### Stated goal 1
In the entries, substitute "visible area" for "visible part" in the part that opens with the line containing "drop a point: the concrete floor" and runs through the end of the entries. Reproduce that part with everything else unchanged.

### Source excerpt
● ● ● ● ●

Knoxville Urban Guy, K.W. Leonard, Heather Ryerson and Tricia Bateman contributed photos to this story.
Knoxville Opera’s Rossini Festival has come a far way from its early incarnations. It was conceived in 2002 as an Italian street fair, inspired by then-director and principal conductor Francis Graffeo’s trip to the seaside town of Pesaro, Italy. Known as the “City of Music” (Città Della Musica), Pesaro is the birthplace of legendary 19th-century opera composer Gioachino Rossini, and for 45 years it has hosted an annual festival in his honor.
Katie Spencer, Knoxville Opera’s director of advancement, says, “Frank came back and was like, ‘We can do this in Knoxville. We have the talent. We have the place. Let’s make it happen.’”
That first year, Gay Street was closed – an easier feat, in those days – and populated with authentic Italian food and vendors. The Festival featured Rossini’s “Cinderella” (La Cenerentola), performed in a dustier, more dated version of the Tennessee Theatre, which was on the cusp of a major restoration to its jewel-box prime.
“This is back when downtown Knoxville didn’t have a whole lot to offer,” Spencer says. “Part of it was they wanted to bring people downtown and show people that, you know, the arts are here, and that Knoxville has an art scene to start supporting. Twenty-something years later, we have a massive art scene that people love, love and appreciate.”

The event drew about 6,000 people, impressive for a first-time festival. That number doubled the following year and continued to grow. Spencers says, “We didn’t have enough Italian vendors to keep up with the audience and we couldn’t maintain our solely Italian flair, so we expanded to be an international street festival celebrating all cultures and all cultural arts that we have represented here in East Tennessee.”
The 2025 festival occupied Market Square, Market Street and a block-and-a-half each of Union and Clinch Avenues. It featured non-stop entertainment on four outdoor stages showcasing opera, classical, jazz, gospel, ethnic music, ballet, modern and ethnic dance. There were food vendors aplenty and more than 75 artisans throughout the market, along with a Kids & Family Fun Zone full of inflatables, rides and a climbing wall.

Our young son’s favorite part of the festival is always Society for Creative Anachronism and Knoxville Academy of the Blade. In historic costume, they fence, fight and behead water bottles to the delight of the crowd. It’s theater for sport, or sport for theater – I’m not sure which, but it’s great fun and it took the promise of a hot dog with extra ketchup to drag him away.

The stages are an awesome opportunity for local performance groups to show what they’re about and – perhaps! – recruit new involvement. It’s only been a couple weeks since I last hit our readers over the head with a frying-pan diatribe about supporting and participating in the arts, so I won’t do it again.

Well, maybe just a little bit.
SO many of the groups performing at Rossini are groups that YOU could be a part of, too, depending on your interests. It’s never too late to become an artist. From Circle Modern Dance, Southern Taps Clogging Company and the Knoxville Swing Dance Association to Knoxville Community Band, Appalachian Equality Chorus and Knox Honkers & Bangers, and so many more, Knoxville has an enormous assortment of gateways through which to get involved with the performance arts.

● ● ● ● ●

### Stated goal 2
Translate this sentence from the article about the Rossini Festival into Spanish: "The event drew about 6,000 people, impressive for a first-time festival."

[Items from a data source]
● ● ● ● ●

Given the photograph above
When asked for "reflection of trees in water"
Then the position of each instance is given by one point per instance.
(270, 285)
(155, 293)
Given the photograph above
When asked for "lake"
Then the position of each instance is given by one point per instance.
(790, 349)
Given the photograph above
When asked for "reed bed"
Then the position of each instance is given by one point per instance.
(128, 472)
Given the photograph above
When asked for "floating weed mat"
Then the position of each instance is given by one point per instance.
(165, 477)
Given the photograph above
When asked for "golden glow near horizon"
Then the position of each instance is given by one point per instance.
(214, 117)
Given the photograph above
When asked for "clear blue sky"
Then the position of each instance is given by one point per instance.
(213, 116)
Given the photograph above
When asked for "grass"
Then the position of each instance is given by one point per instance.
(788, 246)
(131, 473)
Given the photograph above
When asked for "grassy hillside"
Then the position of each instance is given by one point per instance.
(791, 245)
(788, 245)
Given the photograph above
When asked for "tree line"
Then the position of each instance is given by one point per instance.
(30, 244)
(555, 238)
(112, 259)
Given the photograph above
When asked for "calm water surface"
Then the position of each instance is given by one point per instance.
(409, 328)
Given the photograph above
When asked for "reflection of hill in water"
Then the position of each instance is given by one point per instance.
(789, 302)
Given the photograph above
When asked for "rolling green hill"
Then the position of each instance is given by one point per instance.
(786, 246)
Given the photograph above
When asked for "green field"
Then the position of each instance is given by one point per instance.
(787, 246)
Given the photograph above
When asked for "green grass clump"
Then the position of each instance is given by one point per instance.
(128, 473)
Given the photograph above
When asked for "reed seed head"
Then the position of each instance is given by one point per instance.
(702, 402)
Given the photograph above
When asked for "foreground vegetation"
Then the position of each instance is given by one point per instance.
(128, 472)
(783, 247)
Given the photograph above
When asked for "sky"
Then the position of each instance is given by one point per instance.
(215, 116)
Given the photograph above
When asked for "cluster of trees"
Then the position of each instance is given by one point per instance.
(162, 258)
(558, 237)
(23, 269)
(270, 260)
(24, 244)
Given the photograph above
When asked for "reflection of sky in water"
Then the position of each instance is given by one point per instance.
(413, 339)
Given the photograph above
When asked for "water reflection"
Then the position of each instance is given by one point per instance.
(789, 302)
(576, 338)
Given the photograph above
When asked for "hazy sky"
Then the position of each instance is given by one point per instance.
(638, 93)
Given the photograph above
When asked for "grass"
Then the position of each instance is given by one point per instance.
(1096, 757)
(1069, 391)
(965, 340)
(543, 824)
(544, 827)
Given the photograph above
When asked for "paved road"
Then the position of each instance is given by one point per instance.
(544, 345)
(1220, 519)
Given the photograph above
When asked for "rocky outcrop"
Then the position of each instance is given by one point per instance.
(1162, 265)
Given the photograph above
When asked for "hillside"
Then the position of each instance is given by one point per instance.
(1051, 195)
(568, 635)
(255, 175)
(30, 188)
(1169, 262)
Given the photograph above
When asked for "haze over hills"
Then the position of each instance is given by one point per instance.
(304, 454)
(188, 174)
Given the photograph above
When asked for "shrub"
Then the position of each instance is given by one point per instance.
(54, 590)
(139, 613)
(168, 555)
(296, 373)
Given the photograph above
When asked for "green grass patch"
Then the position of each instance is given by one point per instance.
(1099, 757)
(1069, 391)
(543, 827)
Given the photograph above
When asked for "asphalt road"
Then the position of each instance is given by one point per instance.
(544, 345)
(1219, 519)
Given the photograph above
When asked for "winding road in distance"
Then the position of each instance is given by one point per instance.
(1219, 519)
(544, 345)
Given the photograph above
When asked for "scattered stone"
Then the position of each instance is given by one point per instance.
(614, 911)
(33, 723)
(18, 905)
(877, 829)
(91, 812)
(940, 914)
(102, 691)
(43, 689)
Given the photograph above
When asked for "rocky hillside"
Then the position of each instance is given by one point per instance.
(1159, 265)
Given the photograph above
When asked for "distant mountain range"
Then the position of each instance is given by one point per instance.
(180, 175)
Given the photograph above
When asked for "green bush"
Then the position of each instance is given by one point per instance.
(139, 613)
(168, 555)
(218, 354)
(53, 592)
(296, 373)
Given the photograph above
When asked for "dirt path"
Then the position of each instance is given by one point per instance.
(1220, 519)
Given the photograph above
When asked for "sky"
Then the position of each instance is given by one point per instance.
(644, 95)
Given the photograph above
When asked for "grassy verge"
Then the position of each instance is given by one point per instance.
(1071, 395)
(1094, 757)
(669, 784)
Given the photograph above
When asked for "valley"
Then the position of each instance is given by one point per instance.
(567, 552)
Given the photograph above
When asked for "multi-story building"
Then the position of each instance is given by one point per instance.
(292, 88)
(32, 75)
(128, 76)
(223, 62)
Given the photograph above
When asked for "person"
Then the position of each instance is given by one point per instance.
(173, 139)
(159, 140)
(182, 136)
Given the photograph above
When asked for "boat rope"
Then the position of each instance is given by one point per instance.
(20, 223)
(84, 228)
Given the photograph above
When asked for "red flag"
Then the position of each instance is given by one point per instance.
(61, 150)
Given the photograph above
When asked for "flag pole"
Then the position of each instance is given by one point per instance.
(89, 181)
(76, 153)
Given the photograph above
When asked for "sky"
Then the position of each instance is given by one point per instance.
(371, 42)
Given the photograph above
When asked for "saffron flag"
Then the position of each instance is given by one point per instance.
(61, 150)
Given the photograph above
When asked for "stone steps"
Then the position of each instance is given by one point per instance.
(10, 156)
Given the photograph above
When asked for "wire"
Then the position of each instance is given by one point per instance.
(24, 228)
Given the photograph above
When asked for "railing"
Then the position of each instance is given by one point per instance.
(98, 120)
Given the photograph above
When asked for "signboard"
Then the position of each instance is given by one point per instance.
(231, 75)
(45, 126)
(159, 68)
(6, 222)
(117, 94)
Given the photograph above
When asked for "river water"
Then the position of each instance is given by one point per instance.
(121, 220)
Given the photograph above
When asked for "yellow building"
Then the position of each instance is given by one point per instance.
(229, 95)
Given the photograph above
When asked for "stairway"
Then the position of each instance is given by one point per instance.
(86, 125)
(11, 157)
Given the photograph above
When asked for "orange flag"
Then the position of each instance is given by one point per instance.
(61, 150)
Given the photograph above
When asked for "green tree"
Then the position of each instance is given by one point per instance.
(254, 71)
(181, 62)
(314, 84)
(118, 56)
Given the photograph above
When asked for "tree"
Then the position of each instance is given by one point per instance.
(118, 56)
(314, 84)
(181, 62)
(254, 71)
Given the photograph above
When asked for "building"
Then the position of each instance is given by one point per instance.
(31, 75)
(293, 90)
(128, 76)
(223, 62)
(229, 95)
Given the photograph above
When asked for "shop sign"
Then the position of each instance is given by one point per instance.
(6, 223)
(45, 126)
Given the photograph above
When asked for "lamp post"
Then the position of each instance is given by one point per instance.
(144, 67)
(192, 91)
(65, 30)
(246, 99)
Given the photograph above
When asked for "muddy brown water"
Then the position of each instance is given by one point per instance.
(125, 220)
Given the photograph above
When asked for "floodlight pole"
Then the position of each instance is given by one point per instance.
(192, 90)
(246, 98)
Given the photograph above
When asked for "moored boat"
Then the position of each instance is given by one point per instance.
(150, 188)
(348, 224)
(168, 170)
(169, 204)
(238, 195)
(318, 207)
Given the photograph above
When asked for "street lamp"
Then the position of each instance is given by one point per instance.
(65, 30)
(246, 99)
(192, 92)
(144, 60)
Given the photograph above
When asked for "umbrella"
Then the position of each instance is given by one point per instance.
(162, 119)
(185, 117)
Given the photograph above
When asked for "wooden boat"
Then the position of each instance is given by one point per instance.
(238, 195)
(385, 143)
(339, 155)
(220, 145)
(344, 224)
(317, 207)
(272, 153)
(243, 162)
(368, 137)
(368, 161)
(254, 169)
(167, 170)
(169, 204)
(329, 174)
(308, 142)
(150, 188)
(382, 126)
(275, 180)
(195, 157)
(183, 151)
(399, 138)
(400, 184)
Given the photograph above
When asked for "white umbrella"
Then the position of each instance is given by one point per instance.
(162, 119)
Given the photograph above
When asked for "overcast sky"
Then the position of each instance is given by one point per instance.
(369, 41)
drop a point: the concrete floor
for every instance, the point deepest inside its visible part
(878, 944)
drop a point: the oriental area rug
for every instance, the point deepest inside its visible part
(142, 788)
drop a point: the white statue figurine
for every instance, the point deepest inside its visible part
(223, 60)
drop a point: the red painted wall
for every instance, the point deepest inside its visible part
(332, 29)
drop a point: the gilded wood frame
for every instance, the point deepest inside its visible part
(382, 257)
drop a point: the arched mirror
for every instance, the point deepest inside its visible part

● ● ● ● ●

### Written answer 1
drop a point: the concrete floor
for every instance, the point deepest inside its visible area
(878, 944)
drop a point: the oriental area rug
for every instance, the point deepest inside its visible area
(142, 788)
drop a point: the white statue figurine
for every instance, the point deepest inside its visible area
(223, 60)
drop a point: the red painted wall
for every instance, the point deepest inside its visible area
(332, 29)
drop a point: the gilded wood frame
for every instance, the point deepest inside its visible area
(382, 257)
drop a point: the arched mirror
for every instance, the point deepest inside its visible area

### Written answer 2
El evento atrajo a unas 6.000 personas, algo impresionante para un festival que se celebraba por primera vez.